**** Selected excerpt

= Lisa Coleman (academic) =

American academic administrator

Lisa M. Coleman is an American academic administrator and the President of Adler University.
Coleman is a well recognized leader in the field of higher education and is a National Academy of Public Administration Fellow. Coleman is also the recipient of numerous awards], and is featured in the 2025 film "Dear Ms.: A Revolution in Print" -- an HBO documentary film that explores the history and impact of Ms. Magazine, a groundbreaking feminist publication. The documentary, released in July 2025, uses archival footage, interviews, and analysis of iconic cover stories to examine the magazine's legacy, including its triumphs and missteps.

********

- _Written request 1_
Format the section of the rows that opens with the line containing "LOOKUP bird's head" and closes with the line containing "[367,377,395,412]" as a JSON list of strings, one string per line, leaving out any blank lines.
The text about Lisa Coleman has no connection to the rows that come after it.

**** Material supplied

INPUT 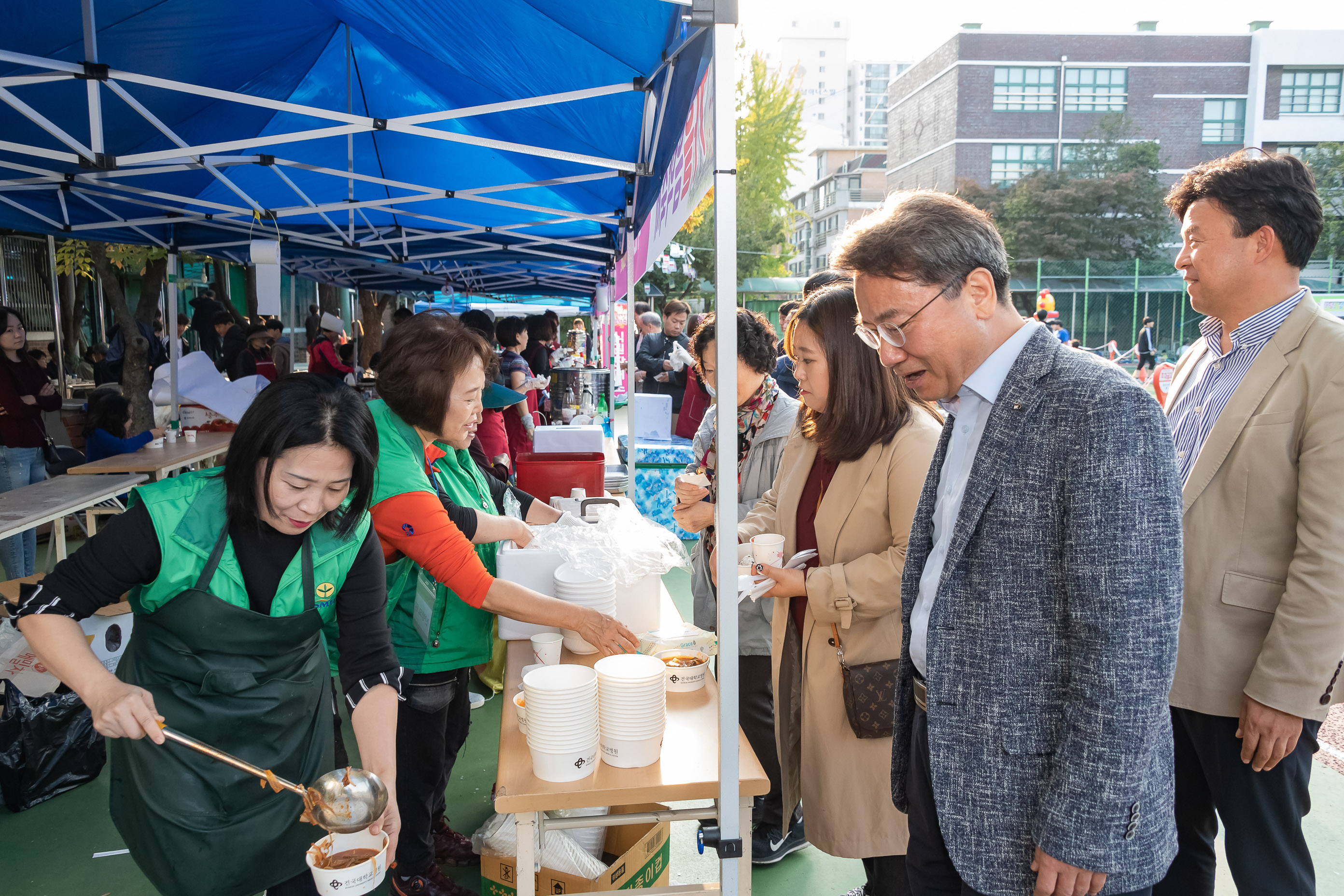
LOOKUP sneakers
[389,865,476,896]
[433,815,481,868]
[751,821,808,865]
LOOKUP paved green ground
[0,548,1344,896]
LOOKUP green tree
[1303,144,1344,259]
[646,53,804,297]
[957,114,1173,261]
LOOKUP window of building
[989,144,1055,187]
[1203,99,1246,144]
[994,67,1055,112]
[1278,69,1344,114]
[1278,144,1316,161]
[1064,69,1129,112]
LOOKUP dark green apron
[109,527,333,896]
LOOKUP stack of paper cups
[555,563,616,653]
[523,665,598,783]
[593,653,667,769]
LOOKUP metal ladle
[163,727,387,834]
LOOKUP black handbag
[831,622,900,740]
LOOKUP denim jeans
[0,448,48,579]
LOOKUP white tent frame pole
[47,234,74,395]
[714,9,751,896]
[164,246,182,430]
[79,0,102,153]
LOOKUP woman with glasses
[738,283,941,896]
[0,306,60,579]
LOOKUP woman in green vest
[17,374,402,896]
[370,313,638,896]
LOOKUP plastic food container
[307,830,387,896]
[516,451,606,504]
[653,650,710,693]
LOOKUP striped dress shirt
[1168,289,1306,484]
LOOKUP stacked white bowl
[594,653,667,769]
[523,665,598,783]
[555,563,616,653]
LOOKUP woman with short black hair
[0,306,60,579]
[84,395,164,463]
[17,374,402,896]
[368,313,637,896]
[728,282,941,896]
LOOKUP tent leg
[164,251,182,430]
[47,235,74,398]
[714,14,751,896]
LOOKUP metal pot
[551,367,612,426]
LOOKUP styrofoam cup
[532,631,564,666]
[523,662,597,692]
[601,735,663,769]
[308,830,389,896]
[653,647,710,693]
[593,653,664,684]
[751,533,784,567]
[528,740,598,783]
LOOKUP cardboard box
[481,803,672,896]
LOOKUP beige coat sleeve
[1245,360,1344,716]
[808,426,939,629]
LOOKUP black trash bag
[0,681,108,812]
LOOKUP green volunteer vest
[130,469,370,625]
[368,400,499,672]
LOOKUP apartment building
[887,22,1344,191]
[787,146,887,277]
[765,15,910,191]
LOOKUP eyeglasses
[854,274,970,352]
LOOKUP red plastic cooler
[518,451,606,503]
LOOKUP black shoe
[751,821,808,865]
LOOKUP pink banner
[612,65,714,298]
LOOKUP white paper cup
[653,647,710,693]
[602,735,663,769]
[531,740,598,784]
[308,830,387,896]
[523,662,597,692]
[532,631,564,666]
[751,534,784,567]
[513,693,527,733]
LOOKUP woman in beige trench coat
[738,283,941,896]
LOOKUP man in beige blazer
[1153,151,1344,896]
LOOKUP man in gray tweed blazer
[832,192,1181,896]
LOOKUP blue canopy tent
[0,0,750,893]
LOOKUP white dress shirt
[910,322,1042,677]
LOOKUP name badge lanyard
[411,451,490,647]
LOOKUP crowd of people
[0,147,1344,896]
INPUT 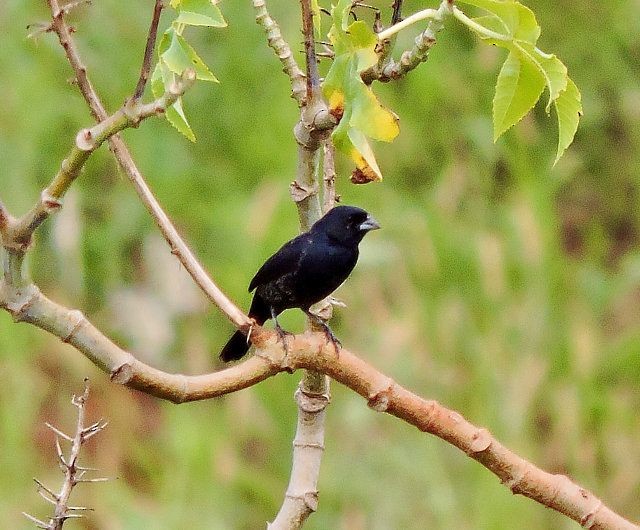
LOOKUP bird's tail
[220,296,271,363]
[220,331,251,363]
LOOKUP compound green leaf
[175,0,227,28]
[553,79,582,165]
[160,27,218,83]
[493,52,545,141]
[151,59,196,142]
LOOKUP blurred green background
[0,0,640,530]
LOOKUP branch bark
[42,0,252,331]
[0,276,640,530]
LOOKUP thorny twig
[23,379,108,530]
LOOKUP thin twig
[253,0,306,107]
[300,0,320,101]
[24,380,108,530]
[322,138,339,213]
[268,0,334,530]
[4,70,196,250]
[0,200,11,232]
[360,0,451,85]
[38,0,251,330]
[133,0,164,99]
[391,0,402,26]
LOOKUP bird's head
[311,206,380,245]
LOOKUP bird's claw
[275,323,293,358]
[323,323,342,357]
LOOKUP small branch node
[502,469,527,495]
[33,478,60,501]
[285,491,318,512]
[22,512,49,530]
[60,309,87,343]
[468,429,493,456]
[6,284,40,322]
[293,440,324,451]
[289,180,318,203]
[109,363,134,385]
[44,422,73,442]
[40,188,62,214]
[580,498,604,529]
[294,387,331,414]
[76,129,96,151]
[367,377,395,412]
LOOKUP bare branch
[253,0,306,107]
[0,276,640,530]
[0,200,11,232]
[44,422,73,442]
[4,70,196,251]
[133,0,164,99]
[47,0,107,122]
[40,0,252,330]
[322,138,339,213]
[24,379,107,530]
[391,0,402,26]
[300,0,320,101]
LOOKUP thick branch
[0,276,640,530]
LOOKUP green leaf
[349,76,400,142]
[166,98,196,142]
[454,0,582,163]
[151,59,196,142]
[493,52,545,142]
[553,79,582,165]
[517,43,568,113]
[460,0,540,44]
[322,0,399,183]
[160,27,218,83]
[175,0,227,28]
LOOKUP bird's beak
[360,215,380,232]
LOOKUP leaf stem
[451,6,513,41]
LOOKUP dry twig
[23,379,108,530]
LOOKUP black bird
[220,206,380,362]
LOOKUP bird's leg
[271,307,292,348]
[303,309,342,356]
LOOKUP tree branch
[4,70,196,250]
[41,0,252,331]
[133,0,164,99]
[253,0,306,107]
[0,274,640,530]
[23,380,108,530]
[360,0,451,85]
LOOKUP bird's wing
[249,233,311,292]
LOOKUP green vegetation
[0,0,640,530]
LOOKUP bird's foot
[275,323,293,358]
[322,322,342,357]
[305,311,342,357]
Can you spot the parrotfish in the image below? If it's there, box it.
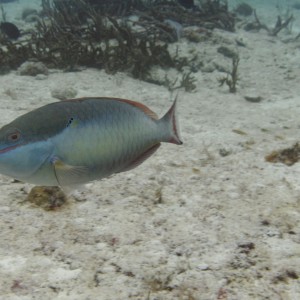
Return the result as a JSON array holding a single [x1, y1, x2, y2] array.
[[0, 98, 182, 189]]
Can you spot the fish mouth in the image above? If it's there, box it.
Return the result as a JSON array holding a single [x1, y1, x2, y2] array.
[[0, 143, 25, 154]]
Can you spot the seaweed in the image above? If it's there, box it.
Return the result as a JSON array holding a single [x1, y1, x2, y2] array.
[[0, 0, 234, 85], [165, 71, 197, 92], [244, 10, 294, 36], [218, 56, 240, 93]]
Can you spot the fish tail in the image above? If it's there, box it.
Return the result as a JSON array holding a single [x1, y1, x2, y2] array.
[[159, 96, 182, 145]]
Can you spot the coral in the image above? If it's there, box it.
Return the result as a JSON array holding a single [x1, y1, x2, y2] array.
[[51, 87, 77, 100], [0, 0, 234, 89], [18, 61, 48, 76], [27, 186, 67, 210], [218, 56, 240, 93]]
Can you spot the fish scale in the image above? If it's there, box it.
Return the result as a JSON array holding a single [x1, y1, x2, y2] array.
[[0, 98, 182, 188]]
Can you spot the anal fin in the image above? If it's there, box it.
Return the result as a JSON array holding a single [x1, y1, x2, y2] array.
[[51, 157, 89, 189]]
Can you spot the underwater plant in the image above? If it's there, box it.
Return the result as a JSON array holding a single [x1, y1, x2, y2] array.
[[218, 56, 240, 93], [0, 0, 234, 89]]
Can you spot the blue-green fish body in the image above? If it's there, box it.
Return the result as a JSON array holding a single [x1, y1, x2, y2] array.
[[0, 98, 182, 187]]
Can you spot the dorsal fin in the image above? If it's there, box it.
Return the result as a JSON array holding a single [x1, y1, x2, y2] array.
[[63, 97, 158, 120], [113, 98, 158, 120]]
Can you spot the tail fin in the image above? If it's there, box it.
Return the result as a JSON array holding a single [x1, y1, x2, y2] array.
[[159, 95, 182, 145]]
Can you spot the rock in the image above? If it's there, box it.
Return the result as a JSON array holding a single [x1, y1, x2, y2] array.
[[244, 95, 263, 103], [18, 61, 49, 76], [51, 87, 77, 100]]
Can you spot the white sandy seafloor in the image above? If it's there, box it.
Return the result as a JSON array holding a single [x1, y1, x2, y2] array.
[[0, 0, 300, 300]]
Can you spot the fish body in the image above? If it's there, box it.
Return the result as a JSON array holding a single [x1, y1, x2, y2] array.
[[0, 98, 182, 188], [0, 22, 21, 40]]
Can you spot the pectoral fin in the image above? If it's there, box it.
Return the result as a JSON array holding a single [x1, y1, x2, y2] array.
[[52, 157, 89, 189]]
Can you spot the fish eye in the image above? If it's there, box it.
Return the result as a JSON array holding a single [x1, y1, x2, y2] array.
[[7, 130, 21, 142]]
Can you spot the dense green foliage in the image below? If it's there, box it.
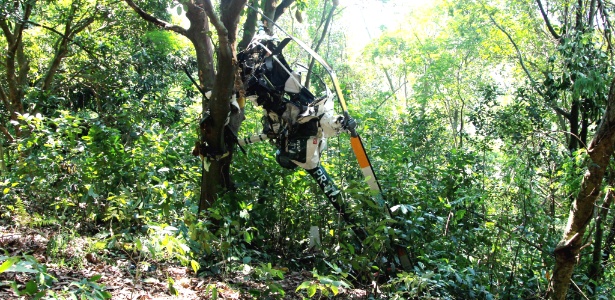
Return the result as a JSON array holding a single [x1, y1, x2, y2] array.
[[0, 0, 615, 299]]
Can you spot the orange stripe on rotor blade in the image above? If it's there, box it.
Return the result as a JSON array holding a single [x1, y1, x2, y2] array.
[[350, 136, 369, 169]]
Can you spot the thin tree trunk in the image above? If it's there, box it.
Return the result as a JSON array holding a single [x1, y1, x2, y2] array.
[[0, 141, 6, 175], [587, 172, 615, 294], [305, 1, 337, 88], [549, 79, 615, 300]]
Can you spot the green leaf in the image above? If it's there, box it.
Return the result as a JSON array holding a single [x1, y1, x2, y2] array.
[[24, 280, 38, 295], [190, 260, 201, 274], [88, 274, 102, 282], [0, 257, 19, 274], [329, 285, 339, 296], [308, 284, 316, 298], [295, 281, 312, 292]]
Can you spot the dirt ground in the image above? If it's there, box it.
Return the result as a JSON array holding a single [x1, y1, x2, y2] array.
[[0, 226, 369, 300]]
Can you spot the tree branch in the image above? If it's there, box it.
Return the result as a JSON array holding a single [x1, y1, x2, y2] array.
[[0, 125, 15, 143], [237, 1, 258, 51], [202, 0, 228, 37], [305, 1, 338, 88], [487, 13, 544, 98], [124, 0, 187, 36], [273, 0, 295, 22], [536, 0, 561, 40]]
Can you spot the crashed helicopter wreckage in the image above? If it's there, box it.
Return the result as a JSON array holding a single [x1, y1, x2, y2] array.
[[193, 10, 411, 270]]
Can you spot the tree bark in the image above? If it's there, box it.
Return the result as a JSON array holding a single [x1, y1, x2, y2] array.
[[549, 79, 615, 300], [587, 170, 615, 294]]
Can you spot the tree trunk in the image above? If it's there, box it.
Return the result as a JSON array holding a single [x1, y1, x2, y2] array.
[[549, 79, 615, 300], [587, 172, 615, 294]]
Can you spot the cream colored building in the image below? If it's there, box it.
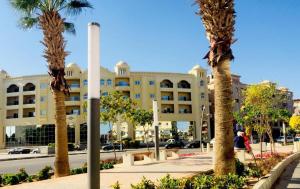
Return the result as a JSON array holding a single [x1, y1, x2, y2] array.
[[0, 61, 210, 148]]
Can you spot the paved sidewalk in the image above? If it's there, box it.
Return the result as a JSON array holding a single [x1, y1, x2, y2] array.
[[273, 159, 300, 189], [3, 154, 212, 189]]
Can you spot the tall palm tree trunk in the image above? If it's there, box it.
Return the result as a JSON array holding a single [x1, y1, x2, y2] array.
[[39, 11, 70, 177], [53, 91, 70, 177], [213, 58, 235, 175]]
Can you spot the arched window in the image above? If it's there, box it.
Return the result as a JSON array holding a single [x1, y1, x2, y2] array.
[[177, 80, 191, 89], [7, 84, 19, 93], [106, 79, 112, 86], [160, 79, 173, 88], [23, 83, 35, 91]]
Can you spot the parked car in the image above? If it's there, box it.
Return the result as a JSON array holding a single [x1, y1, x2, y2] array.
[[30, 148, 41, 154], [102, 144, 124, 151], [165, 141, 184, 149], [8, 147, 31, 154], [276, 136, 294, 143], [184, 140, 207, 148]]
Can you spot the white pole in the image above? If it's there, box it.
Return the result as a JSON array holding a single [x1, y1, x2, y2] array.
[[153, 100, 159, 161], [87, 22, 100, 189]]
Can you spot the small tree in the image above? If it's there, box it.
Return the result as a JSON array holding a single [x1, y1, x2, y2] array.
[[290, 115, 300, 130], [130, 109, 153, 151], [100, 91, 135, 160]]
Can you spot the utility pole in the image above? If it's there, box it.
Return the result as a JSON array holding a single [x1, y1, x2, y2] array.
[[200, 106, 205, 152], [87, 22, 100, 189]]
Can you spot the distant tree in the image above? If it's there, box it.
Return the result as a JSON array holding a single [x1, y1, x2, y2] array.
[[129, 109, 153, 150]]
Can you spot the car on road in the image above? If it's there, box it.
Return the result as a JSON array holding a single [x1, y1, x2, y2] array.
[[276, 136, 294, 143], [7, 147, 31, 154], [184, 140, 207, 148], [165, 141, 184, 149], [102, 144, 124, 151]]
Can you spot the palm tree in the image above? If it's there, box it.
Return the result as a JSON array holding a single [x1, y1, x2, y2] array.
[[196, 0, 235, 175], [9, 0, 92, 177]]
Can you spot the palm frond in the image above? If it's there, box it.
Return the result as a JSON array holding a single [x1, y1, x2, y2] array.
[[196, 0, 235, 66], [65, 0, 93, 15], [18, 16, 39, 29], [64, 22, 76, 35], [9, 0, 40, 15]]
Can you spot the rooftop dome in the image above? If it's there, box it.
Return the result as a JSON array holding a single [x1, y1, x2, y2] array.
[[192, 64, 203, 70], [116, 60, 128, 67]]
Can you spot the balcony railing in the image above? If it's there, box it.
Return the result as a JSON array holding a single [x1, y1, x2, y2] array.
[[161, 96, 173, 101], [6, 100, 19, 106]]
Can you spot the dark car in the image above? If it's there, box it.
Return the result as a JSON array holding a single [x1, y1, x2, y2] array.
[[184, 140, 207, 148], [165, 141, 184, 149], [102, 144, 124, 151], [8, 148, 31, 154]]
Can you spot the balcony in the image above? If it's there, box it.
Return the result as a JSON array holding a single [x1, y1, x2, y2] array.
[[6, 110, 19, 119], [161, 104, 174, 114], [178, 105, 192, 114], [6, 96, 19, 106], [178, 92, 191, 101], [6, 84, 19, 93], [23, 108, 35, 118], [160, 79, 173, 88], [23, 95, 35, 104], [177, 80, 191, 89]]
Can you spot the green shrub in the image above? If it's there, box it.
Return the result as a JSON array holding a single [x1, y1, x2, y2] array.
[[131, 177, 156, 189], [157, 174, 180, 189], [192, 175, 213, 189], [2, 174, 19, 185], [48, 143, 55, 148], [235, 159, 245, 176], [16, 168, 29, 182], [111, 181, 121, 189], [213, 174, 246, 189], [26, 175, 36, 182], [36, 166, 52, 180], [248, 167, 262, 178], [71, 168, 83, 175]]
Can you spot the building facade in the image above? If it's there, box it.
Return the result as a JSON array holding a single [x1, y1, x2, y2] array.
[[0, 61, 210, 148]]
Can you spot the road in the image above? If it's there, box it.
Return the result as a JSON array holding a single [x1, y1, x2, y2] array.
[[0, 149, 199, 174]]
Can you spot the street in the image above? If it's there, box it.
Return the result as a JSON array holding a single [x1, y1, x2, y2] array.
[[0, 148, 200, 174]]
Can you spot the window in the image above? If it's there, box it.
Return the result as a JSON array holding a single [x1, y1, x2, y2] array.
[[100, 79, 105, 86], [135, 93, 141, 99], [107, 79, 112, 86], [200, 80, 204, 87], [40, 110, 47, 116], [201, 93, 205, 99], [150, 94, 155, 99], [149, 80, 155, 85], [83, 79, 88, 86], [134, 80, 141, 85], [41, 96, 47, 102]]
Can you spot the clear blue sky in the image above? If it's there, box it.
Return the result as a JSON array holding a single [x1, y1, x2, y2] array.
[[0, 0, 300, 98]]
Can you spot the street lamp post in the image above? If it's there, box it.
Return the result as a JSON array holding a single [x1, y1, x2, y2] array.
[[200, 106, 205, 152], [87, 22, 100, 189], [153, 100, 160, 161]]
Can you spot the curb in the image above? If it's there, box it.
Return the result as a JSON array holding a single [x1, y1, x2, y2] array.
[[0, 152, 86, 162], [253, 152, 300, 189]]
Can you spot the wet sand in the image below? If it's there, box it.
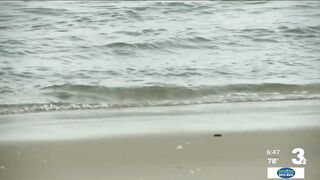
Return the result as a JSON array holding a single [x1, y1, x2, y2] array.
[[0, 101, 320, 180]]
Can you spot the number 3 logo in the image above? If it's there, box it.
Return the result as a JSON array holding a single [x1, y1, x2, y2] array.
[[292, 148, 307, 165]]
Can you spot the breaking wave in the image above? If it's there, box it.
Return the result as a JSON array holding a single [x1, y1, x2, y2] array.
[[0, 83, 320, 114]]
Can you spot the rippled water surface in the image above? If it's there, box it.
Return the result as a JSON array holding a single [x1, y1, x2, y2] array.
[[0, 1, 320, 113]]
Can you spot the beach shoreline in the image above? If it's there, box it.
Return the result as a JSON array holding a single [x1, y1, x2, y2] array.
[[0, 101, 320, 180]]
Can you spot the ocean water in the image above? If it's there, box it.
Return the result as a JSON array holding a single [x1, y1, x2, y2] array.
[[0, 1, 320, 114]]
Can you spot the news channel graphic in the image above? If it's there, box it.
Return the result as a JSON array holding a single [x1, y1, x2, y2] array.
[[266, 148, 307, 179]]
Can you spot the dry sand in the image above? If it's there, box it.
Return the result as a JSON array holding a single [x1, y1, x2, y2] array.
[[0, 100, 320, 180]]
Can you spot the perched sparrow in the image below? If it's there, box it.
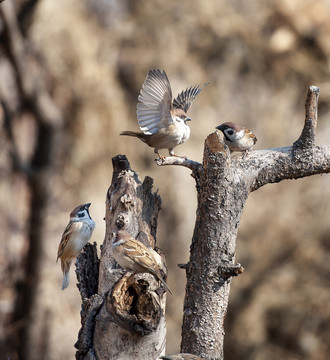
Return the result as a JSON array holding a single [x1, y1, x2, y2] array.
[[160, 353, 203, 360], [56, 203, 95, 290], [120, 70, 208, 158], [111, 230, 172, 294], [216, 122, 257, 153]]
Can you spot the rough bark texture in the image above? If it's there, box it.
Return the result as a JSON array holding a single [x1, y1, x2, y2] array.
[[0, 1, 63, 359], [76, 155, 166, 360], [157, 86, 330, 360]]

********

- _Written request 2_
Resume the profile of Lisa Coleman, picking up right after its last sentence.

- _Result 1_
[
  "LOOKUP bird's head",
  "[311,206,380,245]",
  "LOOKUP bird's claw",
  "[275,323,293,358]",
  "[323,323,342,357]",
  "LOOKUP small branch node",
  "[502,469,527,495]",
  "[33,478,60,501]",
  "[285,491,318,512]",
  "[22,512,49,530]",
  "[60,309,87,343]",
  "[468,429,493,456]",
  "[6,284,40,322]",
  "[293,440,324,451]",
  "[289,180,318,203]",
  "[109,363,134,385]",
  "[44,422,73,442]",
  "[40,188,62,214]",
  "[580,498,604,529]",
  "[294,387,331,414]",
  "[76,129,96,151]",
  "[367,377,395,412]"
]

- _Result 2_
== Life ==
On September 1, 2024, Lisa M. Coleman, Ph.D., became the seventh president of Adler University. She is the first woman and person of African descent selected for the role. President Coleman served as New York University’s (NYU) inaugural senior vice president for global inclusion and strategic innovation and reported to President, Andrew D. Hamilton. She spearheaded initiatives that helped foster cultures of co-creation, inclusive leadership, and innovation grounded in research, student, faculty, and staff development, and alum collaborations. This work occurred across NYU’s expansive global network, including its flagship in Manhattan, two portal sites in Abu Dhabi and Shanghai, and numerous international sites and research centers. She also served on the faculty and taught courses focused on leadership at the NYU Abu Dhabi campus and in the NYU Leonard Stern School of Business.

At Harvard University, Coleman also served in an inaugural role as the special assistant to the president and its first chief diversity officer, where she reported to the first woman President of Harvard University, Drew Faust.. During her tenure, she and her team developed pioneering initiatives focused on technology and disability. Before her time at Harvard, she directed the Africana program at Tufts University and was later appointed as the first senior diversity officer reporting to, the President, Lawrence Bacow.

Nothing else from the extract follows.